Document segment:
···

MATTER OF KNOLL v. Waters

Decision Date08 May 2003
PartiesIn the Matter of RICHARD KNOLL, Appellant,<BR>v.<BR>DIANNA WATERS, Respondent.
CourtNew York Supreme Court — Appellate Division

Crew III, J.P., Spain, Lahtinen and Kane, JJ., concur.

Peters, J.

The parties are the parents of Justin (born in 1994), who is a special needs child. When they separated after eight years, both parties sought sole custody. After the appointment of counsel and a Law Guardian, Family Court awarded temporary custody to respondent and ordered a child protective investigation (see Family Ct Act § 1034 [1]). It revealed a March 1999 allegation of inadequate guardianship and lack of supervision regarding this child and respondent's two other children, Earl and Michael, both living with the parties and Justin. It was found that Michael, who had been adjudicated to be a person in need of supervision, was left in charge of Earl, then age 9, and Justin, then age 4, from 5:00 P.M. until midnight while respondent worked because petitioner refused to babysit. On numerous occasions, Michael would leave Earl and Justin alone. Despite the concerns expressed about this arrangement, petitioner refused to provide for their care. After a fact-finding hearing, Family Court awarded joint custody of Justin to the parties, with physical custody to respondent. Petitioner appeals and we affirm.

···

[Collected data entries]
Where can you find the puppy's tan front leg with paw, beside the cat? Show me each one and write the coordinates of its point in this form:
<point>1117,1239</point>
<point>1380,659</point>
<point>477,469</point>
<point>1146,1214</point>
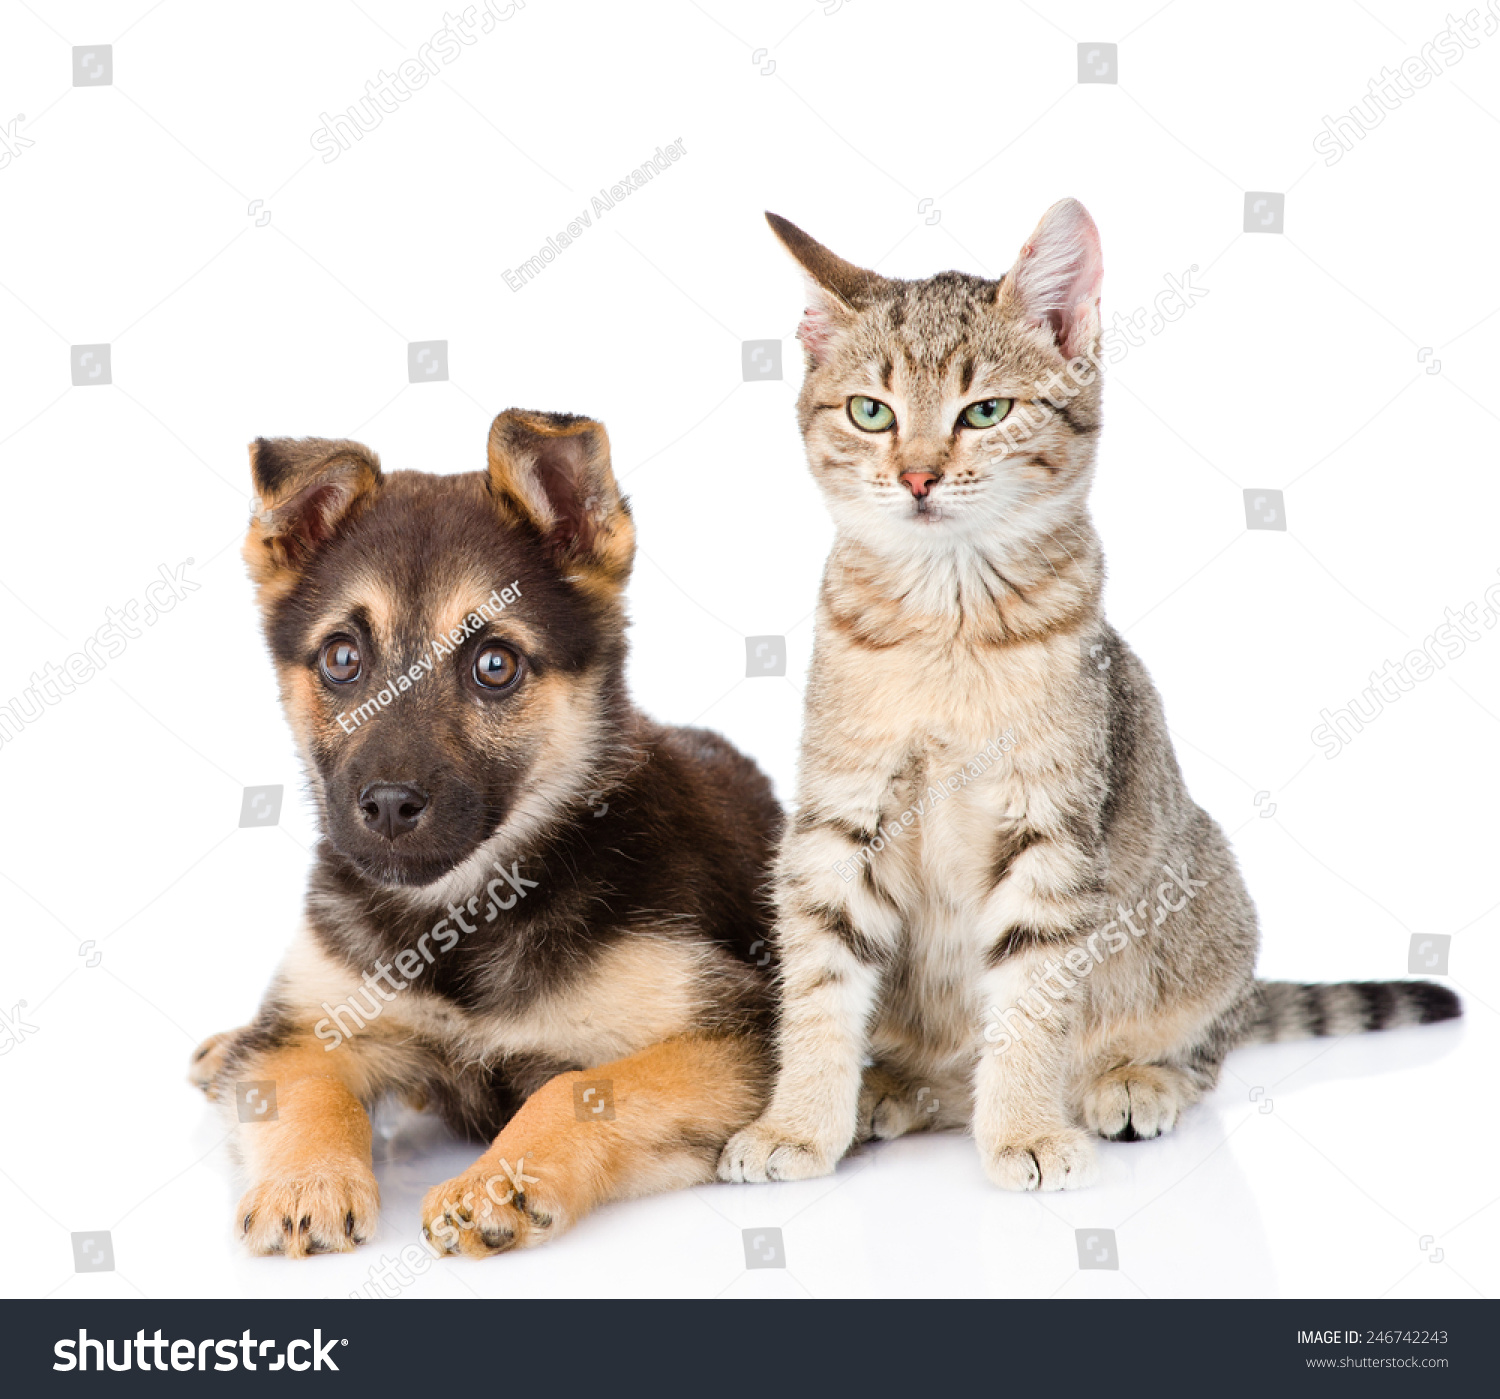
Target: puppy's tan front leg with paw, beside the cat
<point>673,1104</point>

···

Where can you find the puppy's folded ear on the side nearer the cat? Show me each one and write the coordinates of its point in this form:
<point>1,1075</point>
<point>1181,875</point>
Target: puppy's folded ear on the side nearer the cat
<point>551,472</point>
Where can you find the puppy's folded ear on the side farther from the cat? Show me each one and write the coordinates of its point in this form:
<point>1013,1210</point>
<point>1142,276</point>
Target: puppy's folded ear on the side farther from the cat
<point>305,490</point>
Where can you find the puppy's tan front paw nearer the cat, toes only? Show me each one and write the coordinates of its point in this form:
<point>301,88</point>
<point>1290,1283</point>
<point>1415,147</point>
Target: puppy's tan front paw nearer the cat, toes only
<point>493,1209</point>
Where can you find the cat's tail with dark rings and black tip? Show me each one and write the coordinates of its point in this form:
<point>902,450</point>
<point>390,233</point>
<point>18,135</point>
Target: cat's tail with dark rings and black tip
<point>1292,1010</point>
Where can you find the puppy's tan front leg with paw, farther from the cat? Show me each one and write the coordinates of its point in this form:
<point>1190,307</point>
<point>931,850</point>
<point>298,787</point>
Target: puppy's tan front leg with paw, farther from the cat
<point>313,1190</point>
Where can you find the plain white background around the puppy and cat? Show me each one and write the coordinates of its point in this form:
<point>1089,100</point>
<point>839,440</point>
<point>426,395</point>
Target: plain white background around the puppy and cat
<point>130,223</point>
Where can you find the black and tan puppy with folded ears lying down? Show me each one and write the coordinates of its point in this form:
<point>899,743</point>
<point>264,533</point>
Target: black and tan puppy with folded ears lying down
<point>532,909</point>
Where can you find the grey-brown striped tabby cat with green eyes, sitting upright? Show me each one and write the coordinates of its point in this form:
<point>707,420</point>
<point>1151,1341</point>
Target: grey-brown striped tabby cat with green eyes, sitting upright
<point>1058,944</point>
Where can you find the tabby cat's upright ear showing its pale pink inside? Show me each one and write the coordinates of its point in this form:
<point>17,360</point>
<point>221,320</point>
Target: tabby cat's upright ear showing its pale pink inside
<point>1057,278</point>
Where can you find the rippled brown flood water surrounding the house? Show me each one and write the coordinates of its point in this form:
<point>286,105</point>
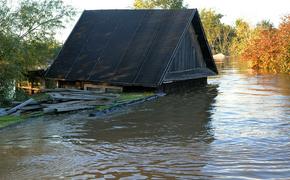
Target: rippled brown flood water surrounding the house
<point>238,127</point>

···

Task description:
Carry the Knoll v. Waters custody opinion forward from its last sentence.

Your response:
"The paramount consideration in determining custody is the best interests of the child" (Barney v Barney, 301 AD2d 950, 951 [2003] [citations omitted]). Recognizing that the trial court is uniquely able to assess the credibility of the witnesses before it, its findings will be "`accorded great respect and deference if they have a sound and substantial basis in the record'" (Matter of Gonya v Gonya, 298 AD2d 636, 637 [2002], quoting Matter of Bates v Bates, 290 AD2d 732, 733 [2002]). In making such determination, numerous relevant factors must be assessed. These will include the parties' relative fitness, the child's age, the quality of the home environment, the ability of each to meet both the emotional and intellectual needs of the child and the ability of each to foster a relationship with the other parent should custody be awarded (see Barney v Barney, supra at 110; Matter of Gonya v Gonya, supra at 637; Matter of Bates v Bates, supra at 733). Upon our review of this record, we find a sound and substantial basis for the determination rendered.

Testimony revealed that petitioner typically cared for Justin while respondent worked, was often unemployed and had lost his driver's license for failure to pay child support for his other...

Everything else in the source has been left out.